Prompt:
Your answer should repeat every line of the records below in which the word "biafra" appears.

Data for processing:

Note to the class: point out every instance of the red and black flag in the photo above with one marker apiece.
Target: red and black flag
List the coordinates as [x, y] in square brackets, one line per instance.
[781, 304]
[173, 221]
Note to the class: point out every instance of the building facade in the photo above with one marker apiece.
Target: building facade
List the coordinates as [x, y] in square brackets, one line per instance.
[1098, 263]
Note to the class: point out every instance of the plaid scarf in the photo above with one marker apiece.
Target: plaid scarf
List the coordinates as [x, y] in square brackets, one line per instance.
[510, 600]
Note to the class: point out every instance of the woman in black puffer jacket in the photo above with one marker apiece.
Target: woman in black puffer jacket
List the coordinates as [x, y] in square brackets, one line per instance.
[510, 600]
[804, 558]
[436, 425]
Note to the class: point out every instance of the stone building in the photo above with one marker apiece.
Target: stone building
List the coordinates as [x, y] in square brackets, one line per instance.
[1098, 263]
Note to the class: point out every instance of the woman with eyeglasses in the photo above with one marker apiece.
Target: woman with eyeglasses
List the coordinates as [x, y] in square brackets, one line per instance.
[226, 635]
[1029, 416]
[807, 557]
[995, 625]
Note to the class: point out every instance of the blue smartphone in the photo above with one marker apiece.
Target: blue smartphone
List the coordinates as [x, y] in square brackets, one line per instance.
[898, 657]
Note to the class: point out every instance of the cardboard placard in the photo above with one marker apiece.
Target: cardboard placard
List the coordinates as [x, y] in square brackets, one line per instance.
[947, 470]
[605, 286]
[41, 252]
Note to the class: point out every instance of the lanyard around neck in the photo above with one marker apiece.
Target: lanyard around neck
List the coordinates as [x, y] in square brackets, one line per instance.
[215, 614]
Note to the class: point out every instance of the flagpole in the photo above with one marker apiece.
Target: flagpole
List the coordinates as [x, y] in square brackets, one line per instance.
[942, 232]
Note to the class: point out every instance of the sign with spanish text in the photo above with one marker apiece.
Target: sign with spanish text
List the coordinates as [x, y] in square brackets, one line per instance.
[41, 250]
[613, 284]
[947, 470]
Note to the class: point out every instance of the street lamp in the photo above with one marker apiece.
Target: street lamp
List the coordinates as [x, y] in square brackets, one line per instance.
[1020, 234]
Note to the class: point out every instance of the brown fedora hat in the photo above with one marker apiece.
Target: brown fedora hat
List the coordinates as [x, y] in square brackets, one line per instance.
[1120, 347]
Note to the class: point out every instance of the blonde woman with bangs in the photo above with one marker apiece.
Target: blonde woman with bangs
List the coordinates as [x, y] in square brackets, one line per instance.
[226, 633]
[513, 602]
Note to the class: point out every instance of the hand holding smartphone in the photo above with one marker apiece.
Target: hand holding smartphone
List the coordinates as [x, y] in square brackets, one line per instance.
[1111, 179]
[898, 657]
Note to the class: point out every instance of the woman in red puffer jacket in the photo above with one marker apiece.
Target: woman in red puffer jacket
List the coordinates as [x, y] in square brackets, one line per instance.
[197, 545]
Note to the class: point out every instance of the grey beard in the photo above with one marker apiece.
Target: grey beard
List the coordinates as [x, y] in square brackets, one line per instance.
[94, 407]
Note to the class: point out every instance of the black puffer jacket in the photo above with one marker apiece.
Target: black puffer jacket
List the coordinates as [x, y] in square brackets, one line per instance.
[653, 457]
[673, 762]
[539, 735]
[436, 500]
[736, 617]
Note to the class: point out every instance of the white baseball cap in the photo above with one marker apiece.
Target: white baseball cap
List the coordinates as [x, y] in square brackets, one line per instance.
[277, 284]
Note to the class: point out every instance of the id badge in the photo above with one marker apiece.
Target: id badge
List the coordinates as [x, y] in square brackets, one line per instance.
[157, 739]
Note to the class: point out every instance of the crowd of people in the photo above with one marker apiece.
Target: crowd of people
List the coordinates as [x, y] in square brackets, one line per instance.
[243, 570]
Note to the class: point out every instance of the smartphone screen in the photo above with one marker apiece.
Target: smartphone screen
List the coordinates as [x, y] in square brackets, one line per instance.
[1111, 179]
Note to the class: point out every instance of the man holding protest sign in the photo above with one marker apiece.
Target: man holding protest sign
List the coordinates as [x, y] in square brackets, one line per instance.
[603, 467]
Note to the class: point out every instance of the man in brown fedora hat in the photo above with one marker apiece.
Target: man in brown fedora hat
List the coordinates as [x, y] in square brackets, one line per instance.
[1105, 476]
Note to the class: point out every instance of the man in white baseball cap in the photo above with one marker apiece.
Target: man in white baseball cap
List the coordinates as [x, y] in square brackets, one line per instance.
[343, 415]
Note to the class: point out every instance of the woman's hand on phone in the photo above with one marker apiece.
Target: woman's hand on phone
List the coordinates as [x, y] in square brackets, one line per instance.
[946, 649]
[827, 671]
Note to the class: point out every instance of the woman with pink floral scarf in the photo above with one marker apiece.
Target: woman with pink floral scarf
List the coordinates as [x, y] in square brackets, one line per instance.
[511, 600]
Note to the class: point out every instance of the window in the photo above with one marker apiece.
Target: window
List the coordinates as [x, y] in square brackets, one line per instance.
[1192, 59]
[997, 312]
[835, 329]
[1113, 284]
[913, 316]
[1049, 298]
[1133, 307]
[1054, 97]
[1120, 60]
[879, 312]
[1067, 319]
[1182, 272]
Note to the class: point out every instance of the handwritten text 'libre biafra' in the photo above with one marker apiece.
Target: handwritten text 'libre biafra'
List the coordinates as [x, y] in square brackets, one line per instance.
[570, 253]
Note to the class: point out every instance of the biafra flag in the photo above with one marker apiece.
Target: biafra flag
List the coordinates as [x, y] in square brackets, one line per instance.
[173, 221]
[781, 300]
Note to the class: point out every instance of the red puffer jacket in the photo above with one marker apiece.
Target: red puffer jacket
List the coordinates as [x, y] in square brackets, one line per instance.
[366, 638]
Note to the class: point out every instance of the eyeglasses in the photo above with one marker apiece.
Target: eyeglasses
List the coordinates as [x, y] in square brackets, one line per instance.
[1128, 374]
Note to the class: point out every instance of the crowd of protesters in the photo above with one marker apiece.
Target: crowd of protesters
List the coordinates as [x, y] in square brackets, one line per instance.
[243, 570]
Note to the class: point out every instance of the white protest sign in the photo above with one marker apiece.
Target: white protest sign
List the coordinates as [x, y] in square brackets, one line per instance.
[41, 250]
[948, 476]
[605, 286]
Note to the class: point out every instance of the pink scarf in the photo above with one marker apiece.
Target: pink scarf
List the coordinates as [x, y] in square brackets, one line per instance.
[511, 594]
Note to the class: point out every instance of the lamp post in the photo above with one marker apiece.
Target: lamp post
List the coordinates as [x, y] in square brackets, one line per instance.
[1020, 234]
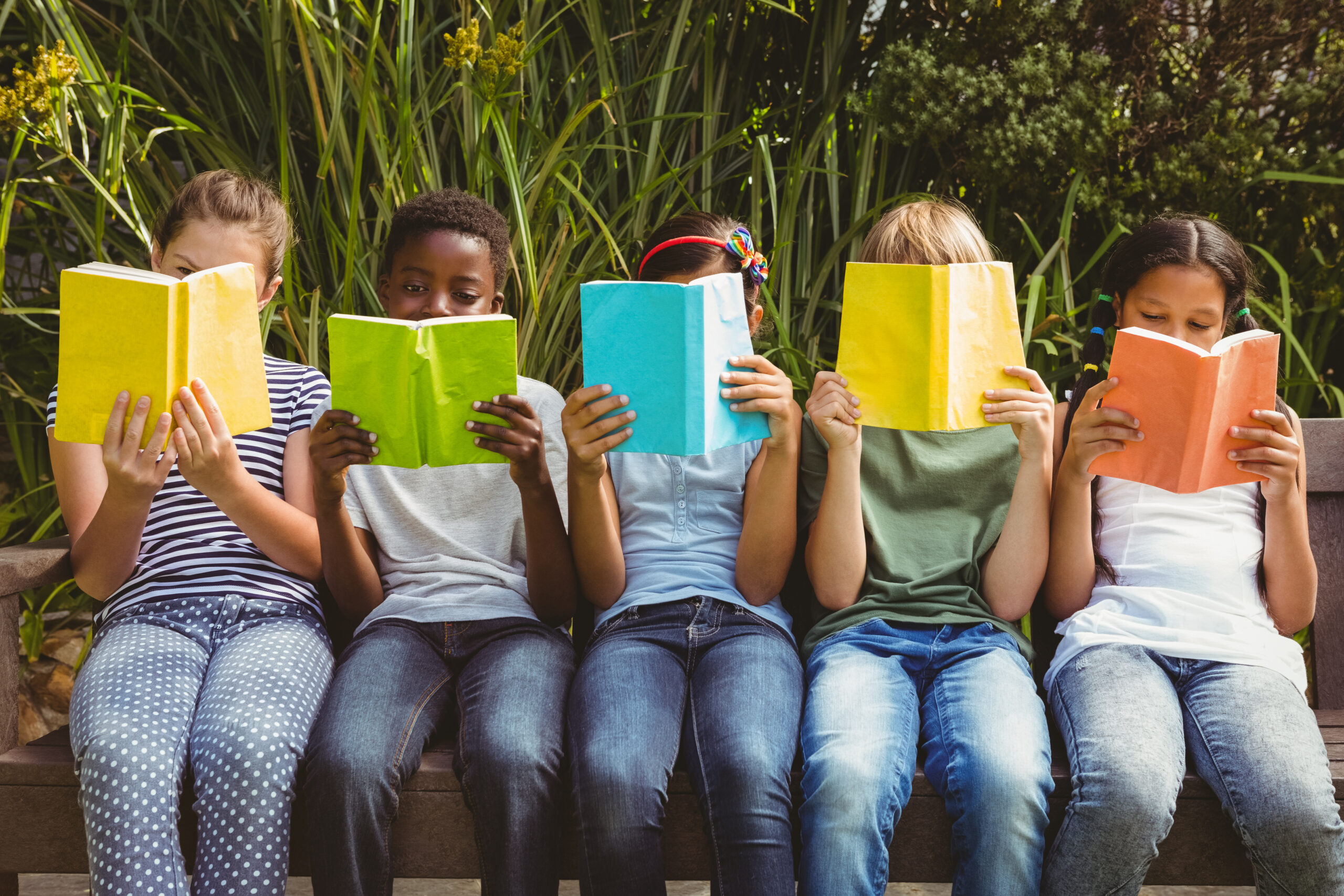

Result:
Note to the class: point out every instance of the handwritten text 'libre biafra' in the photo above with one marker apiece.
Target: handwritten text 'libre biafra'
Note to the class: point out every instance of the biafra flag in the photo above with one marker apiece.
Target: biafra flag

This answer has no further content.